PROBLEM TO SOLVE >> Format all of the data below as a numbered list with one line per item, skipping any blank lines. Leave the pictures out.

── DATA SHOWN

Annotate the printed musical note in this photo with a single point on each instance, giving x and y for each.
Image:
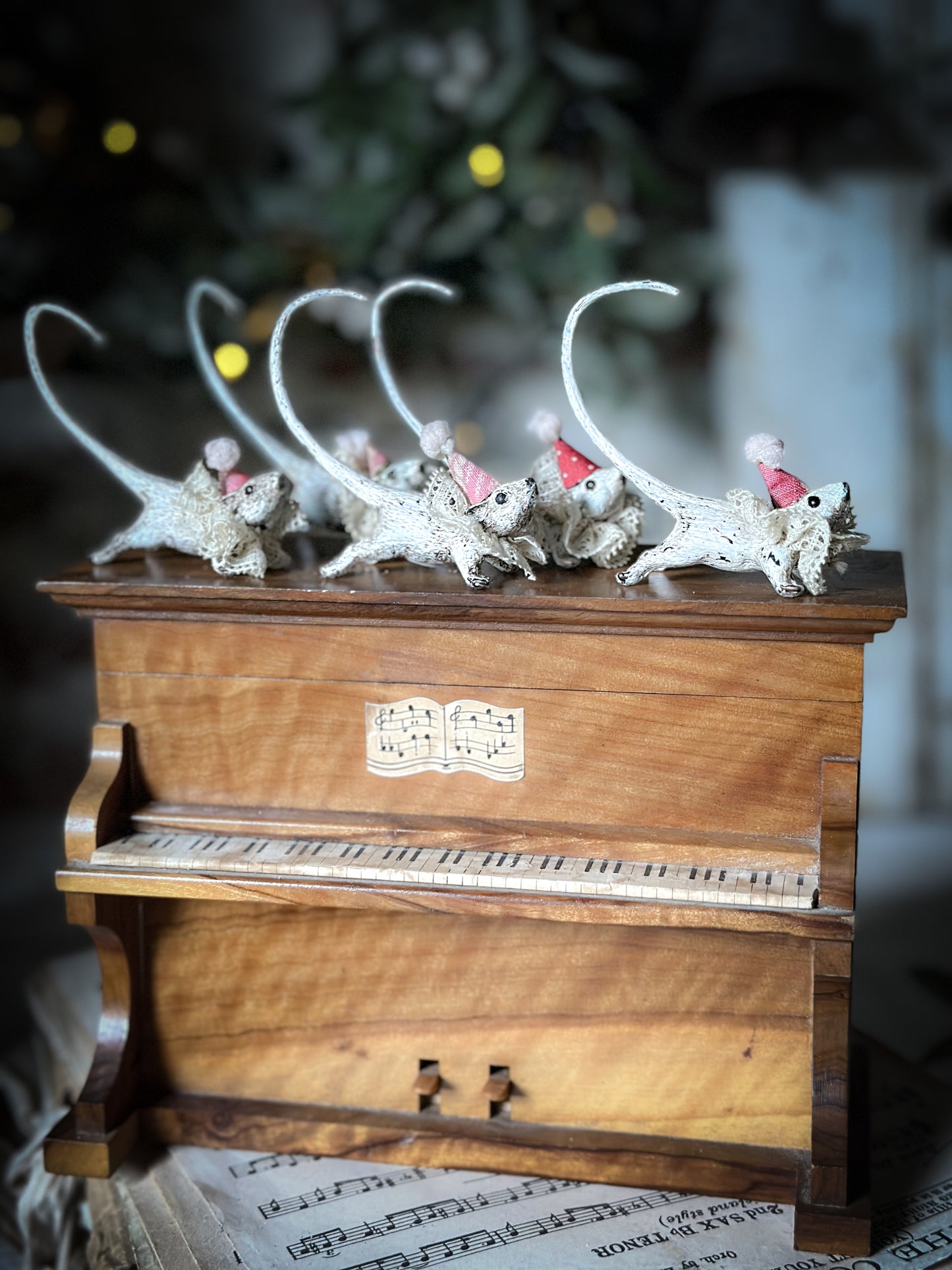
(512, 1232)
(439, 1211)
(342, 1189)
(420, 736)
(264, 1164)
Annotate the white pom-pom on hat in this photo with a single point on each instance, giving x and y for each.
(353, 442)
(223, 453)
(435, 440)
(545, 426)
(764, 449)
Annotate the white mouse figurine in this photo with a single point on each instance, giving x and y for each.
(235, 525)
(576, 520)
(322, 498)
(435, 526)
(790, 541)
(584, 512)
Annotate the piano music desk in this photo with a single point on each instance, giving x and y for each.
(632, 964)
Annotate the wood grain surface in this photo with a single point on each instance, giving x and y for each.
(804, 923)
(592, 759)
(499, 660)
(623, 1160)
(693, 1034)
(867, 600)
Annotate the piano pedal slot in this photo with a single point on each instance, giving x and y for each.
(427, 1086)
(499, 1089)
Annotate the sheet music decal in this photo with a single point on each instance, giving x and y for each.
(422, 736)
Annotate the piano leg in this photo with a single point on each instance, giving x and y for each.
(102, 1128)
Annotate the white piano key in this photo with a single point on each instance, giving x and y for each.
(479, 870)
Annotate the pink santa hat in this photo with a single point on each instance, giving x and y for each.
(437, 442)
(767, 452)
(573, 465)
(221, 456)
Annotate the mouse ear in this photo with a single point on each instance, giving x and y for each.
(223, 453)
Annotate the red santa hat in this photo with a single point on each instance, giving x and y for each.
(767, 452)
(573, 465)
(437, 442)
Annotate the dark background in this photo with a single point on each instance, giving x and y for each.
(285, 144)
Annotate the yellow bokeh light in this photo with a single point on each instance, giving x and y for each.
(601, 220)
(120, 136)
(11, 131)
(468, 437)
(486, 165)
(231, 361)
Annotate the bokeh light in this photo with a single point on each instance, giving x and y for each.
(11, 131)
(120, 136)
(260, 322)
(468, 437)
(601, 220)
(486, 164)
(231, 361)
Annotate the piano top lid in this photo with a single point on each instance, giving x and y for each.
(867, 600)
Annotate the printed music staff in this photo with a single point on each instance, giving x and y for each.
(420, 736)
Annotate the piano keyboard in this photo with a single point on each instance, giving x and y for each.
(483, 870)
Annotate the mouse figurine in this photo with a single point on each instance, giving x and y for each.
(790, 540)
(323, 500)
(441, 525)
(584, 512)
(233, 521)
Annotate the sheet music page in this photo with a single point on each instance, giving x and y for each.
(420, 736)
(286, 1211)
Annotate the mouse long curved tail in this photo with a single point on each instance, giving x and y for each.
(294, 465)
(134, 478)
(366, 489)
(380, 353)
(665, 496)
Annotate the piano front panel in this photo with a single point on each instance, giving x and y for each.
(593, 760)
(642, 1030)
(770, 670)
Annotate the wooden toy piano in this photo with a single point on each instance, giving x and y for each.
(553, 878)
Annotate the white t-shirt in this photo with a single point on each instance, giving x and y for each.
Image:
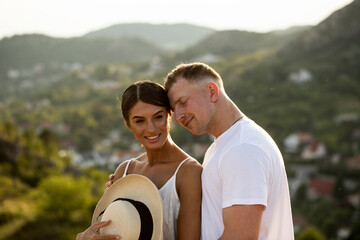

────

ANSWER TO THIS EXERCISE >>
1. Annotate the printed musical note in this photo with a single point on each instance, giving x and y for each.
2. Image:
3. (512, 1232)
4. (439, 1211)
5. (342, 1189)
6. (420, 736)
7. (264, 1164)
8. Annotate the white pom-pom on hat in this photo with a single point on each instance, giving x and y for each.
9. (353, 442)
10. (223, 453)
11. (435, 440)
12. (545, 426)
13. (764, 449)
14. Annotate the white mouse figurine in this photo with a single point on each instance, giving x and y for each.
15. (235, 525)
16. (576, 520)
17. (322, 498)
18. (435, 526)
19. (790, 541)
20. (584, 512)
21. Annotate the piano music desk in this photo with a single point on each instance, giving x and y for each.
22. (632, 964)
23. Annotate the wood grain surface in this photo with a single point on each instance, giving x and y for each.
24. (804, 923)
25. (592, 759)
26. (499, 660)
27. (623, 1160)
28. (693, 1034)
29. (867, 600)
30. Annotate the piano pedal slot in this photo with a single point on each instance, giving x and y for each.
31. (427, 1086)
32. (499, 1089)
33. Annotate the sheet music decal in this photo with a single point on each instance, giving x and y for each.
34. (422, 736)
35. Annotate the piano leg in this photo with a single point on each instance, giving x and y for each.
36. (102, 1128)
37. Annotate the white piano key in this photo with a single point on each instance, giving x and y for each.
38. (479, 870)
39. Annotate the pink santa hat in this photo with a single point on each instance, giving x and y for each.
40. (437, 442)
41. (767, 452)
42. (573, 465)
43. (221, 456)
44. Annotate the mouse ear in this photo with a single point on each instance, giving x and y for each.
45. (223, 453)
46. Annotate the red santa hat in this photo with a single point on each instance, giving x and y for each.
47. (767, 452)
48. (573, 465)
49. (437, 442)
50. Annotate the dark background in this photo with a single point on each instance, giving x and y for each.
51. (285, 144)
52. Annotate the yellow bokeh light in this photo with a single point on each instance, giving x and y for each.
53. (601, 220)
54. (120, 136)
55. (11, 131)
56. (468, 437)
57. (486, 165)
58. (231, 361)
59. Annotate the bokeh light in this photo with a single point on each instance, giving x and y for each.
60. (11, 131)
61. (120, 136)
62. (260, 322)
63. (468, 437)
64. (601, 220)
65. (486, 164)
66. (231, 361)
67. Annotate the piano top lid in this photo with a single point on each instance, giving x and y for each.
68. (867, 600)
69. Annotate the printed music staff in this photo with a single point on each instance, giving x and y for each.
70. (420, 736)
71. Annotate the piano keyboard in this photo with a single point on each instance, giving x and y for each.
72. (483, 870)
73. Annotate the mouse figurine in this photo with a single point on each instance, giving x and y for each.
74. (790, 540)
75. (323, 500)
76. (441, 525)
77. (584, 512)
78. (233, 521)
79. Annotate the sheet music page in this photo with a single point on each instance, giving x and y for each.
80. (420, 736)
81. (286, 1211)
82. Annotate the mouse long curved tail in this photo with a single point on each instance, giving x and y for each.
83. (294, 465)
84. (134, 478)
85. (366, 489)
86. (380, 353)
87. (665, 496)
88. Annotate the piano front panel in this photo with a single point on each instance, giving x and y for each.
89. (593, 760)
90. (642, 1030)
91. (770, 670)
92. Annotate the wooden toy piano in this photo with a single point on each instance, giving x and y for each.
93. (553, 878)
94. Annotate the white t-shirt in this photo with a single point on each instance, giving x and y for each.
95. Image:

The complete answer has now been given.